------ SUPPLIED DATA

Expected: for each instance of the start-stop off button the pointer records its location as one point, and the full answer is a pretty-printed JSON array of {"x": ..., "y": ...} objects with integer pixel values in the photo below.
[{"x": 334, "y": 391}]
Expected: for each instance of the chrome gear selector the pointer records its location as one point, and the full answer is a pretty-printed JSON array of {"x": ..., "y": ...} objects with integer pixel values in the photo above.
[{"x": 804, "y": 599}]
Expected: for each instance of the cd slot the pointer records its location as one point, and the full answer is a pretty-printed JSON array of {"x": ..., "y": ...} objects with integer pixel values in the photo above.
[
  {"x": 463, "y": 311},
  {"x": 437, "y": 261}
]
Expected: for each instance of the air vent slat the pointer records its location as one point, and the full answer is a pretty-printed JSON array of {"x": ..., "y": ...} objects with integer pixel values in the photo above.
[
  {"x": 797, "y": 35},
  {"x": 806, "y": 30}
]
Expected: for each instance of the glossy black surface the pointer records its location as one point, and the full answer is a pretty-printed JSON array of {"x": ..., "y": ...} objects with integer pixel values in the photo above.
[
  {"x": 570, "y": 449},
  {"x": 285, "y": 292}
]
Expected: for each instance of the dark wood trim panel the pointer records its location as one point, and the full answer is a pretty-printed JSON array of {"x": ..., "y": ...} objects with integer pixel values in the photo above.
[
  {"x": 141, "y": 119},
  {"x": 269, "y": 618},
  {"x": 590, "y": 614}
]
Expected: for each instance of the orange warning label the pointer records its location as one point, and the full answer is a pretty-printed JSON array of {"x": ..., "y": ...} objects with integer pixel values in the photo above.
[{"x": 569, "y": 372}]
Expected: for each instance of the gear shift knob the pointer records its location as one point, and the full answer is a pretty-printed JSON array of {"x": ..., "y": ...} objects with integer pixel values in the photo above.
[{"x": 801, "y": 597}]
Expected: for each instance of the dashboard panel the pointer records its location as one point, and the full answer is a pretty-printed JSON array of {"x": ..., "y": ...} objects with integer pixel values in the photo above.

------------

» TASK DIRECTIONS
Each line of the data is to be transcribed exactly, with nothing left out.

» TASK RESULT
Expected: for each instance of the start-stop off button the pointer records its location as one point, and the full answer is a pretty-printed JSON array of {"x": ..., "y": ...} objects with integer pixel values in the photo below.
[{"x": 334, "y": 391}]
Expected: for each instance of the chrome gear selector the pointer records its location as one point, and the full answer is a pretty-printed JSON array of {"x": ..., "y": ...} objects with integer pixel values in the photo above.
[{"x": 804, "y": 599}]
Expected: for each instance of the cd slot the pointer records its location as one point, and the full answer is a pretty-printed JSON array of {"x": ..., "y": ...} objects with integer pixel values in the photo above.
[
  {"x": 463, "y": 311},
  {"x": 437, "y": 261}
]
Expected: for each instance of the air vent slat the pointer records its location as one point, and the full answer is a pretty-printed JSON array of {"x": ..., "y": ...} objects with integer pixel values in the photo above.
[
  {"x": 797, "y": 35},
  {"x": 806, "y": 30}
]
Expected: for each instance of the glossy black surface the pointer records its location as one point, and the full answer is a pretty-printed JSON array of {"x": ..., "y": ...} objects with integer pixel values in the photo above.
[
  {"x": 570, "y": 449},
  {"x": 285, "y": 292}
]
Expected: for each instance of the dark wood trim panel the pointer records its location as one point, and the full answer is a pretty-printed JSON array of {"x": ..., "y": ...} objects with integer pixel values in the photo above.
[
  {"x": 141, "y": 119},
  {"x": 269, "y": 618},
  {"x": 590, "y": 614}
]
Expected: for each instance of the orange warning label the pointer records its location as one point, and the full answer is a pretty-printed JSON array of {"x": ..., "y": ...} objects with integer pixel values in the photo above.
[{"x": 569, "y": 372}]
Expected: for each instance of the gear shift knob the pointer records its location as one point, and the full answer is a pretty-printed JSON array of {"x": ..., "y": ...} objects with integer pixel values in the photo above.
[{"x": 801, "y": 597}]
Expected: for each instance of the dashboard panel the pointer records its location as one point, and the full answer is a pretty-printed JSON array of {"x": ..., "y": ...} objects with integer pixel values in the photo above.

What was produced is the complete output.